> AUFGABENSTELLUNG
Welche Zeilen im Material unten enthalten die Zeichenfolge „sink“? Zieh jede dieser Zeilen vollständig heraus.

[Material zur Bereichsbeschriftung]
* * *

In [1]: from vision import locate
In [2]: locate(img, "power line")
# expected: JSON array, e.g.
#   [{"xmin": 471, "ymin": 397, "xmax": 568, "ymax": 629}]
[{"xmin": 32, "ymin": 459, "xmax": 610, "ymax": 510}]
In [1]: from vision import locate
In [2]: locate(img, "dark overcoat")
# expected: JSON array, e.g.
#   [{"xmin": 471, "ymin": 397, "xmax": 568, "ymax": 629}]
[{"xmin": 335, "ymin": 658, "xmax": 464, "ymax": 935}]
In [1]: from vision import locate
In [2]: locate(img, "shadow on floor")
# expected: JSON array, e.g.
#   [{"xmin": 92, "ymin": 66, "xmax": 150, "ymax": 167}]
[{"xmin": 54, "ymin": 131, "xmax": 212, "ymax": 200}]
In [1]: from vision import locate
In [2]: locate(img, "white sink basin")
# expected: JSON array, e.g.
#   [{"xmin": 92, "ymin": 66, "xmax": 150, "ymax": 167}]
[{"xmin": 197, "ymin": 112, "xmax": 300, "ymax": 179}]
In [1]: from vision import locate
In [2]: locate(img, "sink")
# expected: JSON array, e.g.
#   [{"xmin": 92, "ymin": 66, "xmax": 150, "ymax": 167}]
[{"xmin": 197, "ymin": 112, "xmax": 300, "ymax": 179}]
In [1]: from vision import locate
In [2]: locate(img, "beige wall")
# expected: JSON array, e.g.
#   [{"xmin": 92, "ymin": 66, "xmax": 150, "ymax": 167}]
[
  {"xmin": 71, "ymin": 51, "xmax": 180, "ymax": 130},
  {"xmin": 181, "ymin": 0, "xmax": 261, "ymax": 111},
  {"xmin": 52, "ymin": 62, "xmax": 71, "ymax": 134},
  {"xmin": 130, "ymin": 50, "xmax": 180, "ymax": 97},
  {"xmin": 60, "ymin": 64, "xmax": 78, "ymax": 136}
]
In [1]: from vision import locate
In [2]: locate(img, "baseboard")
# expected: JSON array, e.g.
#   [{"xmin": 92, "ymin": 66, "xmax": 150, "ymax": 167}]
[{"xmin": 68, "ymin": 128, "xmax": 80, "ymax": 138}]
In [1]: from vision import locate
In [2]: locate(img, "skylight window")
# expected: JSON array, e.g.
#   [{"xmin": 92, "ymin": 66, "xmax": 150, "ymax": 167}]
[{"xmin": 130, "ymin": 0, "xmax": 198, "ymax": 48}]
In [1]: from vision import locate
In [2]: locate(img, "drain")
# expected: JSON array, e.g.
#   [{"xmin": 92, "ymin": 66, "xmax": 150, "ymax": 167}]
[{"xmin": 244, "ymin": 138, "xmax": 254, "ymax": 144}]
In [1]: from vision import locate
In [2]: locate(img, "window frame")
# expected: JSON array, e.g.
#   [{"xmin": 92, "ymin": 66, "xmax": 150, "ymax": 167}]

* * *

> DIE ANTWORT
In [2]: locate(img, "white sink basin")
In [2]: locate(img, "sink")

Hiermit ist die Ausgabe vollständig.